§ Task list:
1. Can you reproduce the blog post on climate doomers word for word, from "Doomers Are Self-Righteous" up to and including "grown beyond that."?
2. How would you rewrite the paragraph in the blog post on climate doomers that begins "As a writer, I know" more briefly, keeping its main facts?
3. How would you extend the blog post on climate doomers, picking up right after its last sentence?

§ Exercise text:
******
The things I noticed this week.
I have been thinking a lot about something I read this week.
Doomers Are Self-Righteous Twits
I dislike them almost as much as I dislike liberals
The writer Michael Campi writes about choosing to NOT bring up the subject of the Climate Crisis with his daughter.
“My daughter is turning 34 this year and she is enjoying her life. Every time I think about broaching the subject of what’s happening (Climate Crisis) I think…”
“I am certain that she understands what’s going on and she chooses to enjoy herself and I don’t have a problem with that.”
who am I?
What right do I have to make her unhappy?
What right do I have to hurt her?
What right do I have to satisfy my ego and sacrifice her enjoyment of life?
It’s not my place to be the “Great Destroyer of Illusions” as some doomers claim to be.
It’s not my place to be “The Only True Realist” as some doomers claim to be.
I hope that I have grown beyond that.
Although Michael mentions me favorably and, goes out of his way to indicate that I am not “one of those Doomers”. His piece still hit home.
What right do I have to make you unhappy?
I am a “one note” writer. I write about the developing Climate Crisis and my analysis of the situation. Because my views on it are “fringe” I am also trying to “evangelize” you and convince you that the “reality” you think exists, is an “illusion”.
I am trying to CONVINCE you and CONVERT you.
As a writer, I know that can make my work become repetitive and stale. How many ways can I tell you “Collapse is Happening” before it gets boring. I am proselytizing for a New Climate Paradigm, so I am going to keep hammering on the same issues that convince people and “win converts”.
******
§ Data extracts:
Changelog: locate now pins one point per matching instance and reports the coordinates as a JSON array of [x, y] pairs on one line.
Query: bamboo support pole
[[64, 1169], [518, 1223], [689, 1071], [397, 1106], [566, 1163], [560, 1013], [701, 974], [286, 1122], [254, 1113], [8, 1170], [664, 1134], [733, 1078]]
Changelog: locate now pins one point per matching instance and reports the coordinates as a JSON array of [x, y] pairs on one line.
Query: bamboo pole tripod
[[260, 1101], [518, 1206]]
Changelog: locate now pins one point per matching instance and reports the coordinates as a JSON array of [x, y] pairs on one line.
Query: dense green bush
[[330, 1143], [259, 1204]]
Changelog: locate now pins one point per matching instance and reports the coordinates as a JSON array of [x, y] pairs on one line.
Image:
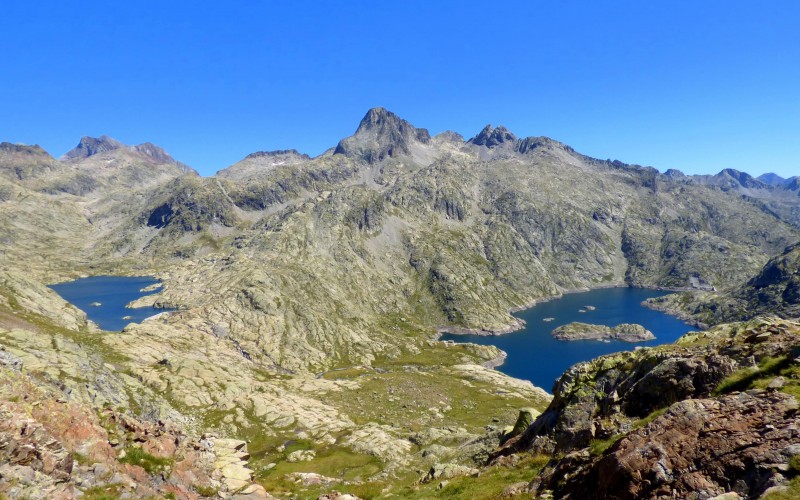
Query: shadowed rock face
[[382, 134], [666, 432], [491, 137], [775, 289], [700, 448], [584, 331]]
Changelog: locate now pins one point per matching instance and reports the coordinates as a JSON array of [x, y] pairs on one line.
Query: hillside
[[309, 292]]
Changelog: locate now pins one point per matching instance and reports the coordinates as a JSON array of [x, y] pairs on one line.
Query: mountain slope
[[315, 261]]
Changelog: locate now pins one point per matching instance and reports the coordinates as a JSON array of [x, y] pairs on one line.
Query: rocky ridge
[[584, 331], [330, 276], [714, 413]]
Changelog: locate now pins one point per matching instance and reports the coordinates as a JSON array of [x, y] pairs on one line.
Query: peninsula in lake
[[300, 353]]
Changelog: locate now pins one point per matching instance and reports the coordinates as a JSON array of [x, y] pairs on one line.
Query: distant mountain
******
§ Exercise responses:
1.
Doomers Are Self-Righteous Twits
I dislike them almost as much as I dislike liberals
The writer Michael Campi writes about choosing to NOT bring up the subject of the Climate Crisis with his daughter.
“My daughter is turning 34 this year and she is enjoying her life. Every time I think about broaching the subject of what’s happening (Climate Crisis) I think…”
“I am certain that she understands what’s going on and she chooses to enjoy herself and I don’t have a problem with that.”
who am I?
What right do I have to make her unhappy?
What right do I have to hurt her?
What right do I have to satisfy my ego and sacrifice her enjoyment of life?
It’s not my place to be the “Great Destroyer of Illusions” as some doomers claim to be.
It’s not my place to be “The Only True Realist” as some doomers claim to be.
I hope that I have grown beyond that.

2. I know my work can become repetitive and stale, since there are only so many ways to say “Collapse is Happening” before it gets boring. Because I am proselytizing for a New Climate Paradigm, I will keep hammering on the same issues that convince people and “win converts”.

3.
I “justify” my work, by telling myself that “the truth shall set you free” from the illusion of a Star Trek Utopia FUTURE being peddled by the Techno Optimists and Climate Moderates.
I want to create an informed and aware group of “influencers” who are primed and ready for when the “Other 90%” of the population “wakes up”. I think we are getting close to “The Great Climate Awakening” as the world begins to understand the horrific magnitude and scope of the Climate Crisis.
People’s minds will be open for a “new paradigm”. There will be a window of opportunity to shape the “Consensus Understanding” of the Climate Crisis. There will be a LOT of competing ideas, misinformation, and disinformation.
You, my dear readers, are my “missionaries”. My “seeds”, that I hope will spread my understanding of the Climate System and the Climate Crisis around the world.
Because, we will have to work together if we want to save anything. We cannot work together unless we all SEE and AGREE on the same reality.
As you can tell, I have a HUGE EGO and am kind of a “monster”. I have “convinced” myself that I am right. Now I feel that I am “helping” you by “opening your eyes” to the reality of the world.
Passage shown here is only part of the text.